Six weeks after the search began, Tony was told his mother had been found. He also learned he came from a line of Indian chiefs from the San Fernando Band of Mission Indians. His great-grandfather was Chief Little Bear Rudy Ortega Sr. The senior Mr. Ortega was interested in bringing a tribal member back into the fold.
At first, L.A. County social workers explored reuniting Tony with his mother. But his mother failed to show consistent interest or ability to care for Tony, say social workers. Social workers say Tony's mother, who has had several other children removed into foster care, moves frequently among the homes of friends or relatives. She could not be reached for this article.
Meanwhile, the tribe pulled together. Three other families quickly volunteered to start proceedings to potentially adopt him, including Rudy and Samantha Ortega. During a meeting that fall, tribal elders determined that the Ortegas were the best match. Tony soon began to visit them, first briefly, then spending weekends at their home.
When he returned to the Lynwood group home each Sunday night, Tony wept and pleaded to stay with the Ortegas. He hung a small dreamcatcher -- an Indian totem said to ensnare bad spirits -- over his bed.
Last fall, Tony announced he wanted to become a veterinarian -- a sign social workers say that he was looking forward to the future. In March, the county court gave him permission to move in with the Ortegas, who took classes in how to deal with troubled children. The family also arranged to have another male relative tutor Tony in the afternoons to help with schoolwork and socialization.

**Provided records**
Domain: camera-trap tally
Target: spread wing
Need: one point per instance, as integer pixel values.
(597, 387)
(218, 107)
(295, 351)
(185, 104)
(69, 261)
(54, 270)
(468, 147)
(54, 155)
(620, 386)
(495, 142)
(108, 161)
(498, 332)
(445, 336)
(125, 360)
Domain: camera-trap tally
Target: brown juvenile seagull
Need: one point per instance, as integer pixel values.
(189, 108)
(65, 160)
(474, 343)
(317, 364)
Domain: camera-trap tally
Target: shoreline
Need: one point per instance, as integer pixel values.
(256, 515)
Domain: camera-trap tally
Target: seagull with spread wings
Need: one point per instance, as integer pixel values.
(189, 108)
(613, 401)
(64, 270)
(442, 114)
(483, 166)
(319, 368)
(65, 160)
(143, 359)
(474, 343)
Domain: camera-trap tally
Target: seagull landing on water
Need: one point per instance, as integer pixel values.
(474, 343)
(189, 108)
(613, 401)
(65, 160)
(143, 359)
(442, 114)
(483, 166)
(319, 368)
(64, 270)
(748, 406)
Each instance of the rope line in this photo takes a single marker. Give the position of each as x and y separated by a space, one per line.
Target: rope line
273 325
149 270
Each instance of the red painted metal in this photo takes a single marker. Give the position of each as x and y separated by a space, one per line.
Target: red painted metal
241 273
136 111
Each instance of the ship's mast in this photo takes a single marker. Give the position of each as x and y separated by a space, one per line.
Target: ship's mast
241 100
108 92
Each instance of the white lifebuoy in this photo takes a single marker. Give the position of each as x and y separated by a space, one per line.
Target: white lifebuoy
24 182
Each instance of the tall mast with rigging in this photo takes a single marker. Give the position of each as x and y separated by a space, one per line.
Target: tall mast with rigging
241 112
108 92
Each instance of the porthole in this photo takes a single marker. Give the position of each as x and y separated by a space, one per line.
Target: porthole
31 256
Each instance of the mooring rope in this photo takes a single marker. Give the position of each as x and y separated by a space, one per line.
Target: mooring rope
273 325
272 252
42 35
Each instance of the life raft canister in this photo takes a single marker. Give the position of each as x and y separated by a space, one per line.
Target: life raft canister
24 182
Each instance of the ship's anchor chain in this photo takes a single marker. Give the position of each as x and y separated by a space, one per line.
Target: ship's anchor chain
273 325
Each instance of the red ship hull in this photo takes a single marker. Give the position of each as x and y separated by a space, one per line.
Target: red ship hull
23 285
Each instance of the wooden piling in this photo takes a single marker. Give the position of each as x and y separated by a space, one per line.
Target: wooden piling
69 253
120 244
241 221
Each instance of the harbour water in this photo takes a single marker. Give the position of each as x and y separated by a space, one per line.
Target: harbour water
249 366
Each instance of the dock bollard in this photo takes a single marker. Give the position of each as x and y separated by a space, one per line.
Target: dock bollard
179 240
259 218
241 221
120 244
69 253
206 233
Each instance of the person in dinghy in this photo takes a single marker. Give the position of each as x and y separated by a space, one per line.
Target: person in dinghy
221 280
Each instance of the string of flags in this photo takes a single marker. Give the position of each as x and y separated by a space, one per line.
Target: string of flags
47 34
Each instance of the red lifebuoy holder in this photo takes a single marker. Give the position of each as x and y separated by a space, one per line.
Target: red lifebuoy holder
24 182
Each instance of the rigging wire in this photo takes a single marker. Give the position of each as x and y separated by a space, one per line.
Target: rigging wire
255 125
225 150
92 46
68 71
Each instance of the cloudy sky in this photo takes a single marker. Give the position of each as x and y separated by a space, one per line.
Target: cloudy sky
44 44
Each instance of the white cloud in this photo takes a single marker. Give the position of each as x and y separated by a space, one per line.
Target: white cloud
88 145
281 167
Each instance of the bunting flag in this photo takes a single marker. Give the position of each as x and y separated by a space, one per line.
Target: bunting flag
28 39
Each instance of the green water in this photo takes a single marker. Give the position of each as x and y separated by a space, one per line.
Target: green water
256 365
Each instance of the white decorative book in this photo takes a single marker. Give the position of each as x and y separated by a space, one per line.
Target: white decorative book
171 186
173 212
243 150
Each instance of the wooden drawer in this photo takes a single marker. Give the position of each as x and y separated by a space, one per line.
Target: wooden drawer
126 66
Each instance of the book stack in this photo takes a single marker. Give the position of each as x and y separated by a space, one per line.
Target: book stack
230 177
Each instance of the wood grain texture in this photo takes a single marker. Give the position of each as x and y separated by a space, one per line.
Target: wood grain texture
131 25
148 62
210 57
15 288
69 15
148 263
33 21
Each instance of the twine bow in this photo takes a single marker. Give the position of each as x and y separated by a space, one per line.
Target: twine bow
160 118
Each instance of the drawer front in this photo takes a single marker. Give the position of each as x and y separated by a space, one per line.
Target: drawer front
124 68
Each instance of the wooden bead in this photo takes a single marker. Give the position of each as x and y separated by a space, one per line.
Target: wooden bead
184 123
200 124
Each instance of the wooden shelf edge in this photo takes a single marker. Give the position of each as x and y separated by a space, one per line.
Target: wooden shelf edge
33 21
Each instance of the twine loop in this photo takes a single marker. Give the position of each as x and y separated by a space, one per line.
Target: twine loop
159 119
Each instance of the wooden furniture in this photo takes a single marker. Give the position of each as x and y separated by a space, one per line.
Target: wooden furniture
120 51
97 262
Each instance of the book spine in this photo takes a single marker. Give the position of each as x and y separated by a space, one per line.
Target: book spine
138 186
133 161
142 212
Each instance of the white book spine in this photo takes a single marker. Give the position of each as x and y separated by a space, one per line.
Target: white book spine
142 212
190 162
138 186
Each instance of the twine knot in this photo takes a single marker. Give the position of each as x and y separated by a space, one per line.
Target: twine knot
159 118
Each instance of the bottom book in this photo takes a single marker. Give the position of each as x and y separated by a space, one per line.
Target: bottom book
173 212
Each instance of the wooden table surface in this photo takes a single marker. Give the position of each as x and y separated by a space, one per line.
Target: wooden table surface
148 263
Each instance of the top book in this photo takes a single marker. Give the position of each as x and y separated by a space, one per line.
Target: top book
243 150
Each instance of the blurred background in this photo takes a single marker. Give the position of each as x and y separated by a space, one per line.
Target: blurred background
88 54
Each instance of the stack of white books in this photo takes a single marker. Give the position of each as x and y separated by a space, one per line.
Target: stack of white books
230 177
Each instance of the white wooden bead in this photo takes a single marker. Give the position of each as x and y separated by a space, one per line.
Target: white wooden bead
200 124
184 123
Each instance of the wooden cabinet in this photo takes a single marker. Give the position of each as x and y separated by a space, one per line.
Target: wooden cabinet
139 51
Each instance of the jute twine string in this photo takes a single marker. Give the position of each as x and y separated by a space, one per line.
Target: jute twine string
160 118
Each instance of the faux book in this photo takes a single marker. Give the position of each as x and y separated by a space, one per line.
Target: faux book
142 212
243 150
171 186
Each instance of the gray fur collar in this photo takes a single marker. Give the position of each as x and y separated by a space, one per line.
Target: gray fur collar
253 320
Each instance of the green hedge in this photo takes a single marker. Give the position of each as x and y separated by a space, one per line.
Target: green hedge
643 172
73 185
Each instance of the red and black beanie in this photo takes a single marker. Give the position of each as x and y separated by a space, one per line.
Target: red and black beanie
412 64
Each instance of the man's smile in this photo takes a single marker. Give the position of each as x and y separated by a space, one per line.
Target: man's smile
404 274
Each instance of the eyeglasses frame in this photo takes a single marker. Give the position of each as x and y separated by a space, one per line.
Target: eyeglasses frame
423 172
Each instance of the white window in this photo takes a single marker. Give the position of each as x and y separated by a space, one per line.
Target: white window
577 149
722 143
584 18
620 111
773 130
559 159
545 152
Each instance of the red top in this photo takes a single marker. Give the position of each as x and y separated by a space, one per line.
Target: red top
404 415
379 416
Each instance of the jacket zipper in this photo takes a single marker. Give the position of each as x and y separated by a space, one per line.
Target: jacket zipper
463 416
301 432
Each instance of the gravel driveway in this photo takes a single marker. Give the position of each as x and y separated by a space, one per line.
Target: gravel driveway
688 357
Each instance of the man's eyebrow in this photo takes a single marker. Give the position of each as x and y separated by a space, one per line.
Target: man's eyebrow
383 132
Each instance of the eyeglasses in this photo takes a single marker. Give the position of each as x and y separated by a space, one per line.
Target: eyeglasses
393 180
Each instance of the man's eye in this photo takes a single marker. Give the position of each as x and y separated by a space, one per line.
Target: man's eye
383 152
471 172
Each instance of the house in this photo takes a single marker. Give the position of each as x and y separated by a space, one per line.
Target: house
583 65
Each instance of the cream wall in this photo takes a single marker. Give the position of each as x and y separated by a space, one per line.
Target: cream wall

**What needs to be done**
Name every person who is identified by name in the text about Tony's adoption.

**Solution for this problem**
Tony, Chief Little Bear Rudy Ortega Sr., Rudy Ortega, Samantha Ortega